Work to complete - For each entry below, write an exact copy and leave out the images.

Records provided -

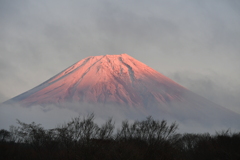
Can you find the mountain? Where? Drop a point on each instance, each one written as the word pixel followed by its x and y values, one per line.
pixel 122 81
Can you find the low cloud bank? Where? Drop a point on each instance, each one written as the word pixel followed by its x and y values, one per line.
pixel 51 116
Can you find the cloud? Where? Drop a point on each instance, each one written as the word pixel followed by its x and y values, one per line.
pixel 217 88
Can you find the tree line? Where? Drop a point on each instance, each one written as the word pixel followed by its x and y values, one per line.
pixel 83 139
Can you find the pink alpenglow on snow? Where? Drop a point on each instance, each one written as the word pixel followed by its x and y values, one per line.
pixel 120 81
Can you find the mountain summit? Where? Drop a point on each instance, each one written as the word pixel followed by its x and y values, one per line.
pixel 108 83
pixel 118 79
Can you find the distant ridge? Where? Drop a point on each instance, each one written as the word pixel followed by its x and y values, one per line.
pixel 121 80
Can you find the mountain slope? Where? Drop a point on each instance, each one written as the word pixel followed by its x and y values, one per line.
pixel 104 79
pixel 120 81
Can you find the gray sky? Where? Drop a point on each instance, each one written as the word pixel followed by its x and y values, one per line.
pixel 194 42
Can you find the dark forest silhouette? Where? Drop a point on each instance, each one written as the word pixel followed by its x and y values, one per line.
pixel 83 139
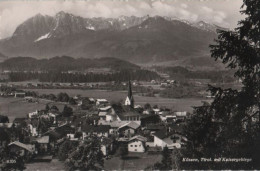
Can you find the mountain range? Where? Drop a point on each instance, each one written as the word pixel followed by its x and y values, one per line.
pixel 64 64
pixel 137 39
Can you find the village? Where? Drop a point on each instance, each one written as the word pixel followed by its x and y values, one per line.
pixel 123 126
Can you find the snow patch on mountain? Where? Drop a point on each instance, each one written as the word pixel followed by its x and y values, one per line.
pixel 46 36
pixel 90 28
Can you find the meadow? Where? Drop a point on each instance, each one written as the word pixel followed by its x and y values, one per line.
pixel 182 104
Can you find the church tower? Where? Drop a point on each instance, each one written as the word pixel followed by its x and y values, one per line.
pixel 129 101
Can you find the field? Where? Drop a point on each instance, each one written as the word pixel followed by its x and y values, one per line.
pixel 134 161
pixel 184 104
pixel 17 107
pixel 54 164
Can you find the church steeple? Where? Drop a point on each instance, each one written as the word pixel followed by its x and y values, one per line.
pixel 129 101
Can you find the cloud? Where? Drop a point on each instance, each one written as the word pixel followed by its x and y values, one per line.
pixel 13 13
pixel 184 6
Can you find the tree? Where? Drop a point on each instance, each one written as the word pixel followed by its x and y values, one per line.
pixel 65 149
pixel 123 151
pixel 72 101
pixel 67 111
pixel 227 127
pixel 63 97
pixel 147 106
pixel 10 160
pixel 55 108
pixel 166 163
pixel 88 156
pixel 4 119
pixel 47 107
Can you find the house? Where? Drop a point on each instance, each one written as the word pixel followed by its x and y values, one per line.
pixel 99 130
pixel 33 126
pixel 42 144
pixel 4 137
pixel 33 114
pixel 181 115
pixel 19 94
pixel 106 146
pixel 4 119
pixel 137 144
pixel 129 101
pixel 23 149
pixel 165 138
pixel 115 125
pixel 126 113
pixel 19 121
pixel 103 111
pixel 103 102
pixel 128 130
pixel 156 111
pixel 150 119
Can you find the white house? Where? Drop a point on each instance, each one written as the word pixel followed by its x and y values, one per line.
pixel 32 114
pixel 101 102
pixel 163 138
pixel 137 144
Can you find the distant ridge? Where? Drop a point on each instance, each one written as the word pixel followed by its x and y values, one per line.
pixel 135 39
pixel 64 63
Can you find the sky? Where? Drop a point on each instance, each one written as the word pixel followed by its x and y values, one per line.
pixel 224 13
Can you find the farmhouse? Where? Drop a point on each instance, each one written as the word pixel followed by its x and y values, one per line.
pixel 99 130
pixel 103 102
pixel 19 94
pixel 137 144
pixel 128 130
pixel 24 149
pixel 165 138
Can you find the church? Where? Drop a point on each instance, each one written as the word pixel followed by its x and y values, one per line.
pixel 129 101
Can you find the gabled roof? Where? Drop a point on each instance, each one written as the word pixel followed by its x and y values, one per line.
pixel 19 120
pixel 27 147
pixel 124 111
pixel 162 134
pixel 131 125
pixel 138 137
pixel 4 136
pixel 106 141
pixel 116 124
pixel 102 113
pixel 96 128
pixel 105 108
pixel 43 140
pixel 6 125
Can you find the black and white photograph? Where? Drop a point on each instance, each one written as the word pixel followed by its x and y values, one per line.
pixel 129 85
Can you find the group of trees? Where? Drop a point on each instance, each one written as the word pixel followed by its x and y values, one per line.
pixel 226 128
pixel 181 73
pixel 122 75
pixel 87 156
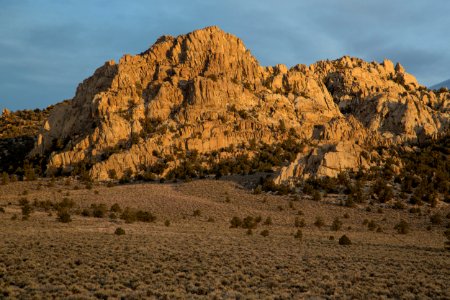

Solution to this exercise -
Can you find the mountain? Where? Drop a point on each instance, each one written as the word pixel followed by its x and y values, one per line.
pixel 122 81
Can you find the low cloud bank? Where? Drop a point on each instance, each one written as the word pixel followed by its x and y values, one per line.
pixel 51 116
Can you find the cloud? Where? Drop a point on each instance, each one written as the word pixel followed by its x and y values, one per line.
pixel 217 88
Can you find the tree line? Where? Drop a point on each instance, each one written as the word pixel followed by its x and y values, one per line.
pixel 83 139
Can you find the pink alpenglow on snow? Where? Drop a point on each instance, each one written as the word pixel followed by its x and y values, one per line.
pixel 120 81
Can you find the mountain summit? Where? Drop a point on each instance, each one written as the word pixel followed by its x and y values, one per line.
pixel 108 83
pixel 118 79
Can you find the distant ridge? Where? Drop a point on each instance, each one written as the word pixel followed by its x and y values, one per line.
pixel 121 80
Can you find the mountain slope? Where? Drop a point on each instance, each one written as the word pixel followed by its x and y values, one per line.
pixel 104 79
pixel 120 81
Can you find the gray sky? Where? Drop a point on each instance, each one written as the word pixel followed by its x and y values, one per line.
pixel 194 42
Can you find the dark forest silhouette? Where? Drop a point on each instance, each one written as the word pixel followed by its x and y values, one per line.
pixel 83 139
Can you find the mountain range? Where? Drop a point on each instance, each one written as the word pixel followed by its x and y values, one per line.
pixel 64 64
pixel 137 39
Can you find the village? Where? Drop a point on each instance, each one written as the word pixel followed by its x and y values, one per line.
pixel 123 126
Can you find the snow patch on mountain? Where? Drop a point on each instance, each one written as the word pixel followed by its x and y values, one per line.
pixel 46 36
pixel 90 28
Can you find the meadow? Where? Drop a point on each instance, each one written as the word pixel followed by its x and y values, one per line.
pixel 182 104
Can you find the church tower? Where? Drop a point on each instance, each one written as the word pixel followed by its x and y values, one per line.
pixel 129 101
Can you find the field? Where? Drop a point on each instance, each one written as the word pixel followed by its x and y values, one per line.
pixel 134 161
pixel 184 104
pixel 17 107
pixel 54 164
Can you find the church steeple? Where? Drop a point on each instance, each one written as the word pixel followed by its x and y values, one per line.
pixel 129 101
Can you find the cloud? Where? Drop a point on each instance, each one written as the word pixel followed by its x and y values, one per line.
pixel 13 13
pixel 184 6
Can you find the tree? Where? Drop a point on each instance, each one written as the word pixel followed by its x and y values, one per line.
pixel 65 149
pixel 123 151
pixel 72 101
pixel 67 111
pixel 227 127
pixel 63 97
pixel 147 106
pixel 10 160
pixel 55 108
pixel 166 163
pixel 88 156
pixel 4 119
pixel 47 107
Can you find the house? Where? Drop a point on each instance, each one written as the word pixel followed by its x and y values, one per line.
pixel 99 130
pixel 33 126
pixel 42 144
pixel 4 137
pixel 33 114
pixel 181 115
pixel 19 94
pixel 106 146
pixel 4 119
pixel 137 144
pixel 129 101
pixel 23 149
pixel 165 138
pixel 115 125
pixel 126 113
pixel 19 121
pixel 103 111
pixel 103 102
pixel 128 130
pixel 156 111
pixel 150 119
Can you find the white house? Where? Drop a point on each instance, each one written as the word pixel followed by its x and y values, one per line.
pixel 32 114
pixel 101 102
pixel 163 138
pixel 137 144
Can you find the distant ridge? Where? Drop a point on each instance, each one written as the word pixel followed by its x and y values, one per line.
pixel 135 39
pixel 64 63
Can you find the sky? Where? Drop a point on each instance, each one written as the word pixel followed by its x and y values, one per line.
pixel 224 13
Can you find the farmhouse? Where? Drop a point on each instance, each one written as the word pixel followed by its x and y values, one per line.
pixel 99 130
pixel 103 102
pixel 19 94
pixel 137 144
pixel 128 130
pixel 24 149
pixel 165 138
Can you find the church? Where? Drop a point on each instance, each one written as the word pixel followed by its x and y values, one per line.
pixel 129 101
Can you find the gabled roof? Where? Drop a point on each instance, each one written as the word pixel followed by its x and y values, one per line.
pixel 19 120
pixel 27 147
pixel 124 111
pixel 162 134
pixel 131 125
pixel 138 137
pixel 4 136
pixel 106 141
pixel 116 124
pixel 102 113
pixel 96 128
pixel 105 108
pixel 43 140
pixel 6 125
Can you find the black and white photograph? Where? Drop a point on each instance, each one written as the word pixel followed by its x and y values, one per line.
pixel 129 85
Can you find the group of trees? Where? Drop a point on each instance, each one written as the word pixel followed by its x and y values, one per line.
pixel 226 128
pixel 181 73
pixel 122 75
pixel 87 156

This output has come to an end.